§ HOW TO COMPLETE THIS TASK
The lines needed are those below that contain the word "white"; copy each one.

§ RECORDS FOR THE TASK

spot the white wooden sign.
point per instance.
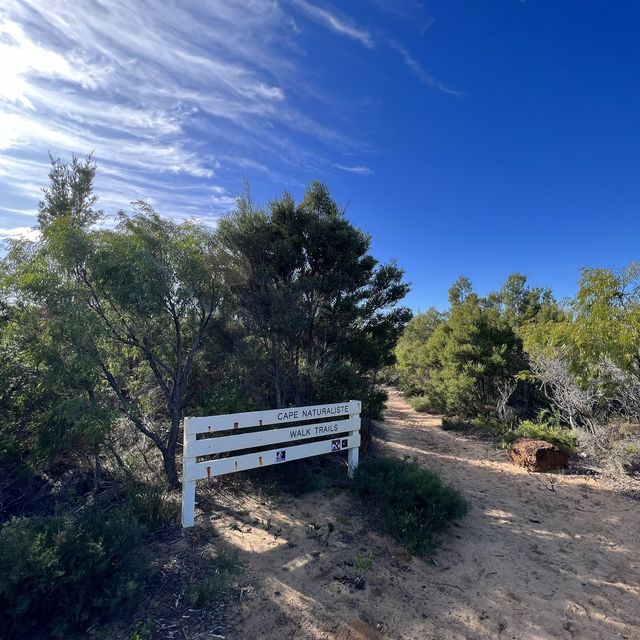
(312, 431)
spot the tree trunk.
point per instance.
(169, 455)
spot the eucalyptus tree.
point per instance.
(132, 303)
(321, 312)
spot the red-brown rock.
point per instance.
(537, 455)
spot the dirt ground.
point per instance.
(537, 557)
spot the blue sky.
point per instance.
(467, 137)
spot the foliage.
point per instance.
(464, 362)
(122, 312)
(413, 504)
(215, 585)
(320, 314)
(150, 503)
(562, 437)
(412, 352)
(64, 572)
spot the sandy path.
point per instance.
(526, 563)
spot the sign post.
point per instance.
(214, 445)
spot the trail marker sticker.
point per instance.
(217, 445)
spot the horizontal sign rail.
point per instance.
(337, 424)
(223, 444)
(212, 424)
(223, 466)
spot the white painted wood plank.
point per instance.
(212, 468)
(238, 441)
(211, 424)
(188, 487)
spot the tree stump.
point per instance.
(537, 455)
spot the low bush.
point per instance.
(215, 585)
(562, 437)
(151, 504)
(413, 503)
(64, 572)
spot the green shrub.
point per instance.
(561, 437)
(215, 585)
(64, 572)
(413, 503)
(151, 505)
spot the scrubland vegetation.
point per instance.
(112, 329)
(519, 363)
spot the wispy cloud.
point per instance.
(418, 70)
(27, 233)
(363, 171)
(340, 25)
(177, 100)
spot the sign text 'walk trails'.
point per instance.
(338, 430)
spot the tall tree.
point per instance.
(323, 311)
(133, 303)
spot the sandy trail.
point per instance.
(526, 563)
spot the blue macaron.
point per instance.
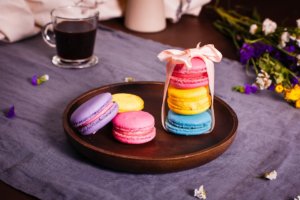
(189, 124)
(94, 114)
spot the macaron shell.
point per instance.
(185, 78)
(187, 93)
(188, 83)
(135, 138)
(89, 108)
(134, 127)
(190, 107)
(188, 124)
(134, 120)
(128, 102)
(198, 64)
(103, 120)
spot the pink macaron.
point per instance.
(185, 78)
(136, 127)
* * *
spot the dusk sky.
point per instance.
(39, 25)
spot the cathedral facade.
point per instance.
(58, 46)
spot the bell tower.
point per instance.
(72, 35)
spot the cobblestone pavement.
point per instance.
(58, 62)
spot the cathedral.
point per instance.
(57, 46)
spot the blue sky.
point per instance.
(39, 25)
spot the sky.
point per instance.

§ RESULT
spot the white wooden sign.
spot the white painted wood plank.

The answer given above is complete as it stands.